TASK INPUT:

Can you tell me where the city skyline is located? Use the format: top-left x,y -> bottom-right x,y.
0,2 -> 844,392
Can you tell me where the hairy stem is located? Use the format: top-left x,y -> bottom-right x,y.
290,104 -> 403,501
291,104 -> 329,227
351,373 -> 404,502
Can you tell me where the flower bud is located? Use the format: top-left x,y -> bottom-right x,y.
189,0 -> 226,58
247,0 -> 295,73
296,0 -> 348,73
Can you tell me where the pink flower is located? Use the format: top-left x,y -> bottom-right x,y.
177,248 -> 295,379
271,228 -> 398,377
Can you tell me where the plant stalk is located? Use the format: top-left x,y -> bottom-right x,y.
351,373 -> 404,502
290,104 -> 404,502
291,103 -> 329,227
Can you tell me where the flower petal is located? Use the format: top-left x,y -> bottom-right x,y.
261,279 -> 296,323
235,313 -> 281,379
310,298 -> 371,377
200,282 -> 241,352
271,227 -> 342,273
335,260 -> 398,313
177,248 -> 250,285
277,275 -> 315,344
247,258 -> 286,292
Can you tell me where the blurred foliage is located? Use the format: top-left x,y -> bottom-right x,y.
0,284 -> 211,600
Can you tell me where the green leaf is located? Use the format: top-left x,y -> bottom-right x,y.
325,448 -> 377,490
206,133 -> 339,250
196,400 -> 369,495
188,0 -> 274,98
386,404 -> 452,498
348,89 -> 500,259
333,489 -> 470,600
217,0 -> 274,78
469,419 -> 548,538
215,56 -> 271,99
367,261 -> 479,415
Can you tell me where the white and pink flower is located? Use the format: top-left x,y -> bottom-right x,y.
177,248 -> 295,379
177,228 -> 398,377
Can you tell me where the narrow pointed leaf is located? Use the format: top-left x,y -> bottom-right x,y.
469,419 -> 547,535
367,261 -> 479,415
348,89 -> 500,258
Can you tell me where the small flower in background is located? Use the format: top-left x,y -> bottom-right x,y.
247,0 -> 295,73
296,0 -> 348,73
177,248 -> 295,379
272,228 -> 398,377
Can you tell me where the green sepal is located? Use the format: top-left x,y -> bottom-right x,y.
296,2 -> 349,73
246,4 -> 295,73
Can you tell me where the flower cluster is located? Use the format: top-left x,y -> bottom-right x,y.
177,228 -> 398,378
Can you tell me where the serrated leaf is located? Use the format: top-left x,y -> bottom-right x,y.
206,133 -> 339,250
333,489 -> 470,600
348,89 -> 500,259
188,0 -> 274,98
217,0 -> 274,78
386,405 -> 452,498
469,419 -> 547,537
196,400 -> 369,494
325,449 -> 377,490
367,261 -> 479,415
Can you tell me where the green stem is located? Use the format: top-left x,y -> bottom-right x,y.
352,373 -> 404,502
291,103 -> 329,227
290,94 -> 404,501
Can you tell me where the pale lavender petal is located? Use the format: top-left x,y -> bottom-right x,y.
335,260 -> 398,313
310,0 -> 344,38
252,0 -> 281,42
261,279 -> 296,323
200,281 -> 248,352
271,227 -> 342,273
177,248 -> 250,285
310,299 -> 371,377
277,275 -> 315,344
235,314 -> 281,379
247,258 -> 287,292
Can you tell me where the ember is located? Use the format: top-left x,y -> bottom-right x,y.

WHAT YOU WILL DO: Turn each line of the data above into one string in a JSON list, leaving out any blank lines.

SOLUTION TO THIS TASK:
[
  "Can you tell me where the city skyline is located? Use the format: top-left x,y -> bottom-right x,y.",
  "0,2 -> 844,392",
  "Can you tell me where the hairy stem is located? Use the format: top-left x,y -> bottom-right x,y.",
  "290,104 -> 403,501",
  "291,104 -> 329,227",
  "351,373 -> 404,502",
  "Can you tell me where the flower bud is located? Use the format: top-left x,y -> bottom-right x,y.",
  "189,0 -> 226,58",
  "247,0 -> 295,73",
  "296,0 -> 348,73",
  "Can you tell me where the pink flower is located? Use the format: top-left x,y -> bottom-right x,y.",
  "177,248 -> 295,379",
  "271,228 -> 398,377",
  "Can you tell me where the plant stalk is located? Use the format: top-left x,y -> bottom-right x,y.",
  "351,373 -> 404,502",
  "290,104 -> 404,502",
  "291,103 -> 329,227",
  "Can you tell me where the flower petal is located? Use the format: top-left x,y -> bottom-right x,y.",
  "261,279 -> 296,323",
  "235,313 -> 281,379",
  "310,298 -> 371,377",
  "200,282 -> 241,352",
  "271,227 -> 342,273",
  "335,260 -> 398,313",
  "177,248 -> 250,285",
  "277,275 -> 315,344",
  "247,258 -> 286,292",
  "Can you tell me where the blurred foliage is located? Use the format: top-left x,y -> bottom-right x,y.",
  "0,284 -> 211,600",
  "Can you tell me where the green leaf is located? Use the format: top-left x,y -> bottom-right x,y.",
  "325,448 -> 377,490",
  "206,133 -> 339,250",
  "196,400 -> 369,495",
  "188,0 -> 274,98",
  "386,404 -> 452,498",
  "348,89 -> 500,259",
  "333,489 -> 470,600",
  "217,0 -> 274,78",
  "469,419 -> 548,538",
  "215,56 -> 271,99",
  "367,261 -> 479,415",
  "Can you tell me where the white and pink flower is located? Use the format: top-left x,y -> bottom-right x,y.",
  "177,248 -> 295,379",
  "177,228 -> 398,377",
  "Can you tell me where the narrow pointed leaf is located? Use the format: top-left x,y -> bottom-right x,y.",
  "469,419 -> 547,535",
  "367,261 -> 479,415",
  "348,89 -> 500,258",
  "Can you tell me where the small flower in background is located? Use the format: top-left x,y -> bottom-right x,y.",
  "247,0 -> 295,73",
  "296,0 -> 348,73",
  "177,248 -> 295,379",
  "272,228 -> 398,377",
  "Can you tell me where the green sepal is located? Use the format: top-left x,y -> bottom-right x,y.",
  "296,2 -> 349,73",
  "246,4 -> 295,73",
  "Can you tell me where the flower cluster is located? Use the format: top-left x,y -> bottom-right x,y.",
  "177,228 -> 398,378",
  "Can you tell me where the serrated leaf is located? Use the format: top-left x,y -> bottom-right x,y.",
  "206,133 -> 339,250",
  "333,489 -> 470,600",
  "348,89 -> 500,259",
  "188,0 -> 274,98",
  "217,0 -> 274,78",
  "386,405 -> 452,498",
  "469,419 -> 547,537",
  "196,400 -> 369,494",
  "325,449 -> 377,490",
  "367,261 -> 479,415",
  "Can you tell me where the green stem is located? Use the format: top-left x,y -> bottom-right x,y.",
  "352,373 -> 404,502",
  "291,103 -> 329,227",
  "290,94 -> 404,501",
  "Can you tell me where the pale lavender petal is located? Use the format: top-left x,y -> bottom-right x,y.",
  "335,260 -> 398,313",
  "310,0 -> 344,38",
  "252,0 -> 281,42",
  "261,279 -> 296,323",
  "200,281 -> 248,352",
  "271,227 -> 342,273",
  "177,248 -> 250,285",
  "310,299 -> 371,377",
  "277,275 -> 315,344",
  "235,314 -> 281,379",
  "247,258 -> 287,292",
  "Can you tell me where the ember is located? Use the format: top-left x,y -> bottom-right x,y."
]